◆ EXTRAIT DU DOCUMENT ◆

Je m’étais flatté de pouvoir envoyer quelque chose pour le concours, mais différentes circonstances m’en ont empêché. Les chaleurs qu’il a fait ici pendant cet été m’ont extrêmement affecté et m’ont mis un mois durant dans l’impossibilité de travailler, de sorte que je n’ai pu mettre la dernière main aux recherches que j’avais commencées ; d’autres petits incidents ont aussi contribué à me faire abandonner mon travail, à quoi j’ai eu d’autant moins de répugnance que je n’en étais guère content.

◆ TÂCHE ◆
Recopiez intégralement, s'il vous plaît, l'extrait ci-dessus sur le concours manqué, sans y changer un seul mot.

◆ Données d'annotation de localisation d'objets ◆
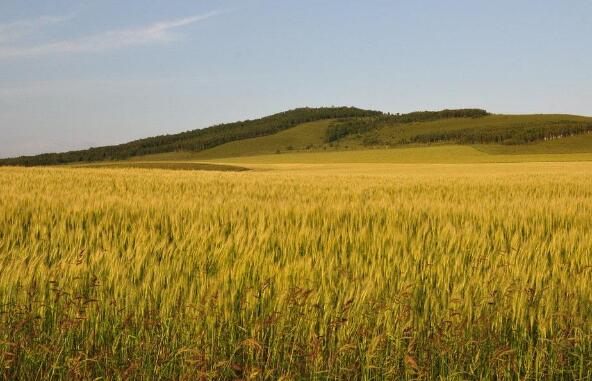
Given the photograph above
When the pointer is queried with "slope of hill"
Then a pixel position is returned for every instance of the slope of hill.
(306, 136)
(196, 140)
(343, 128)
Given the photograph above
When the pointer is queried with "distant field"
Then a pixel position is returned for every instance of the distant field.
(427, 154)
(302, 271)
(187, 166)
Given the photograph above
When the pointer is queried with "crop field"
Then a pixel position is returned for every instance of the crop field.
(329, 271)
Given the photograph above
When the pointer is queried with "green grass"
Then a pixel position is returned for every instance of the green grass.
(432, 154)
(183, 166)
(303, 136)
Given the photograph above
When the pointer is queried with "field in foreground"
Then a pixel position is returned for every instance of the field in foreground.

◆ RÉPONSE ATTENDUE ◆
Je m’étais flatté de pouvoir envoyer quelque chose pour le concours, mais différentes circonstances m’en ont empêché. Les chaleurs qu’il a fait ici pendant cet été m’ont extrêmement affecté et m’ont mis un mois durant dans l’impossibilité de travailler, de sorte que je n’ai pu mettre la dernière main aux recherches que j’avais commencées ; d’autres petits incidents ont aussi contribué à me faire abandonner mon travail, à quoi j’ai eu d’autant moins de répugnance que je n’en étais guère content.